● What you will do: Although the records contain pictures, repeat only the text of every line exactly.

● Supplied data:

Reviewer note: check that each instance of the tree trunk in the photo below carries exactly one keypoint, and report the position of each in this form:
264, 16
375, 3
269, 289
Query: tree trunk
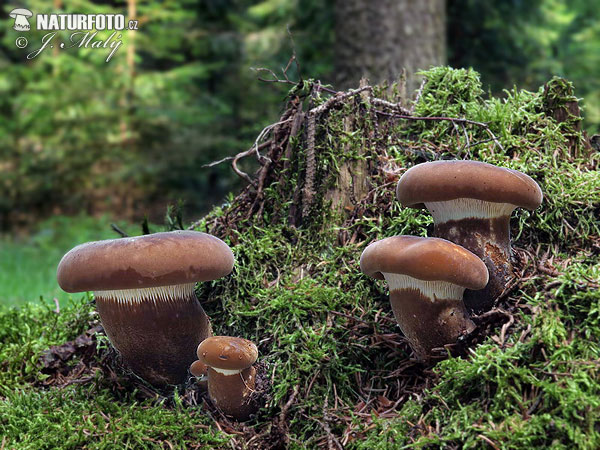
378, 39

● Task response:
Reviewer note: check that each instance of the tree trunk in the photo below carries exactly one keypoint, and report the position of each in this form:
264, 16
375, 3
269, 289
Query: tree trunk
378, 39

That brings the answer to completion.